Раздел документа —
«Очень любопытно было в Розанове совмещение психологического юдофильства с политическим антисемитизмом. Он питал органическое пристрастие к евреям и, однако, призывал в свое время к еврейским погромам за “младенца, замученного Бейлисом”. Одновременно проклинал и благословлял евреев», – писал первый биограф Розанова Э. Голлербах.
«Всю жизнь Розанова мучили евреи. Всю жизнь он ходил вокруг да около них, как завороженный, прилипал к ним – отлипал от них, притягивался – отталкивался. Не понимать, почему это так, может лишь тот, кто безнадежно не понимает Розанова, – рассуждала Зинаида Гиппиус. – Евреи, в религии которых для Розанова так ощутительна была связь Бога с полом, не могли не влечь его к себе. Это притяжение – да поймут меня те, кто могут, – еще усугублялось острым и таинственным ощущением их чуждости. Розанов был не только архиариец, но архирусский, весь, сплошь, до “русопятства”, до “свиньи-матушки” (его любовнейшая статья о России). В нем жилки не было нерусской; без выбора понес он все, хорошее и худое – русское. И в отношение его к евреям входил элемент “полярности”, т. е. опять элемент “пола”, притяжение к “инакости”. Он был к евреям “страстен” и, конечно, пристрастен: он к ним “вожделел”».

Блок данных —
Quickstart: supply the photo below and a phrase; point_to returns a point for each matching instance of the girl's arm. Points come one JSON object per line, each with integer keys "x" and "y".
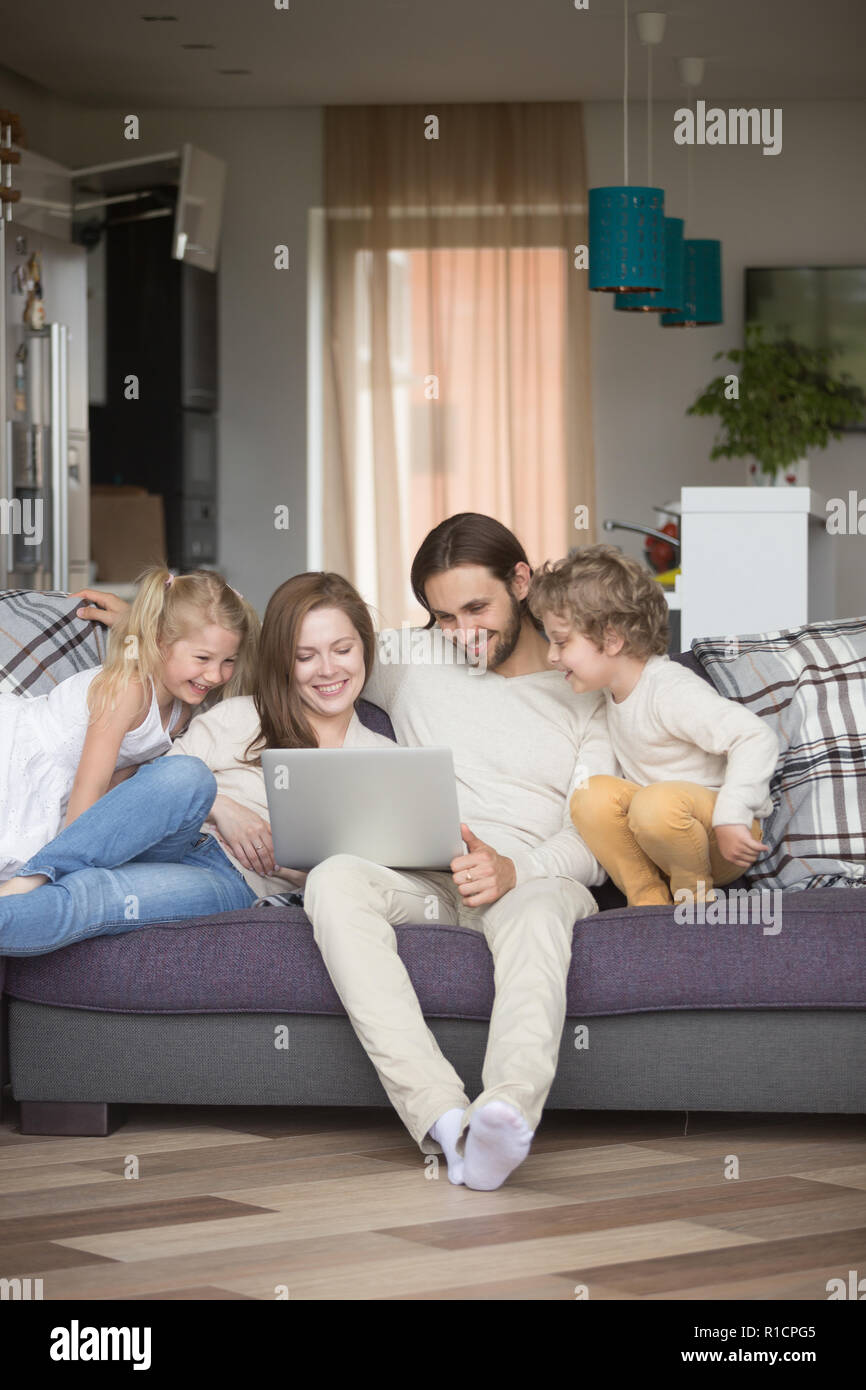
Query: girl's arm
{"x": 99, "y": 754}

Письменное задание — Продолжите текст об отношении Розанова к евреям после его последнего предложения. Список здесь ни при чем.

Ответ на задание —
То было, действительно, нечто похожее на влеченье рода недуга, и В. В. в разные периоды своей жизни отзывался о евреях восторженно, заинтересованно, сердито, ревниво, резко, ужасающе и никогда равнодушно. Впрочем, строго говоря, это ведь касалось не только евреев, а всего, о чем он писал.
«Конечно, умнее меня было много людей на Руси (Гиляров-Платонов, Рцы, Фл.) (хотя, пожалуй, им менее “удалось”, чем мне, и в сфере изобретения мысли), – но мне кажется (иногда), ни через одну русскую душу не прошло столько гнева и умиления, – записывал он в «Мимолетном» в июле 1914 года. – По количеству прошедшего гнева и прошедшего восхищения – мне кажется, душа моя первая.
“И не устала”.
И никогда не устанет.
И мое прозвище – “Р. разгневанный” и “Р. умиленный”.
В сущности, я непрерывно этими чувствами волнуюсь.
На меня точно валится океан – гнева, океан – умиления. И плечи мои омывает. И голову мою заливает. Когда бы я ни был – я никогда не спокоен. “Равнодушной”, “безразличной” минуты – я не знаю ни одной. “Равнодушным” я себя никогда не помню. Это что-то странное. Необыкновенное.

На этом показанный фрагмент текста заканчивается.